● **TASK TO CARRY OUT**
Write out the section of the escape velocity text word for word, starting at the words containing "Merlin of Omniscia2" and ending with "one-timers per decade.".

● **PAGE EXCERPT**
>> Start

With rockets, or other launch apparatus, however, if you propel a tomato with at least Earth’s escape velocity, then you have endowed it with sufficient kinetic energy to leave the force of Earth’s gravity forever. Earth’s gravity does manage to slow the tomato down somewhat, but you have given it more kinetic energy than it would gain had it fallen to Earth from the edge of the universe. In genuine descriptive terms of physics, the escaping tomato has sufficient energy to climb out of Earth’s gravitational potential “well.” On this subject, an acquaintance once penned

Some of what goes up,
If launched with great ferocity,
Will never return—
It reached escape velocity.

Some of what goes up,
If propelled both high and far,
Burns upon return
To become a “falling star.”

The rest of what goes up,
Tossed slowly from the ground,
Started the old saying,
“What goes up, must come down!”

Merlin of Omniscia2

Comets that move with speeds near the local escape velocity of the solar system are only loosely bound to the Sun, and may be considered one-time events. Such comets are not uncommon and are often more spectacular than famous ones that are tightly bound such as Halley’s Comet. Earth is treated to one or two of the one-timers per decade.

There are four types of orbits that an object can have in a simple gravitational field. If all four varieties are given the same closest approach to the central object, then sequenced by increasing total energy (potential plus kinetic) they are the circle, the ellipse, the parabola, and the hyperbola. If an object’s speed is less than the escape velocity, then its orbit will be bound and assume the shape of a circle or of an ellipse. If an object’s speed equals the escape velocity then it will be unbound with a parabolic trajectory. If an object’s speed exceeds the escape velocity then its trajectory will be hyperbolic. The colloquial cool-down phrase, “Don’t get hyper!” does have genuine astrophysical relevance. And if “Don’t get hyper!” is too strong for your needs, then you can always substitute, “Don’t get parabolic!” or “Don’t get elliptical!”

For elliptical orbits, or more generally, for any orbit where the orbit distance varies, there is a continual exchange between an object’s kinetic energy and its gravitational potential energy. As the orbiting object moves closer, gravitational potential energy gets converted to kinetic energy—the object moves faster. This is precisely what happened with our defenestrated peach cobbler. In orbit, however, the object gets to move farther away again as some of its kinetic energy is converted back to gravitational potential energy. Amusement park roller coasters are living physics experiments on the conversion of gravitational potential energy to kinetic energy. In a typical gravity-driven roller coaster, the connected cabs are first dragged up to the highest point in the entire ride, which supplies the requisite gravitational potential energy to avoid getting stuck somewhere between two hills. Now comes the physics experiment: the cabs roll down-and-up and down-and-up and down-and-up in a continual exchange of potential energy with kinetic energy. If there were no friction between the cabs and air and between the cabs and the track, then the roller coaster ride would continue forever. But the roller coaster owner depends on this friction to convert your kinetic energy into heat. The successive hills must therefore get shorter and shorter, until a short final hill just before the ride ends. If you are a roller coaster enthusiast, then all other things being equal, the roller coaster with the single highest hill will also be the longest and the fastest in the world.

>> End

● **SUPPLIED INFORMATION**
>> Start

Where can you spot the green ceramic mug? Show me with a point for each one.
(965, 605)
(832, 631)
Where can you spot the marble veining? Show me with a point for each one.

>> End

● **RESPONSE BELOW**
Merlin of Omniscia2

Comets that move with speeds near the local escape velocity of the solar system are only loosely bound to the Sun, and may be considered one-time events. Such comets are not uncommon and are often more spectacular than famous ones that are tightly bound such as Halley’s Comet. Earth is treated to one or two of the one-timers per decade.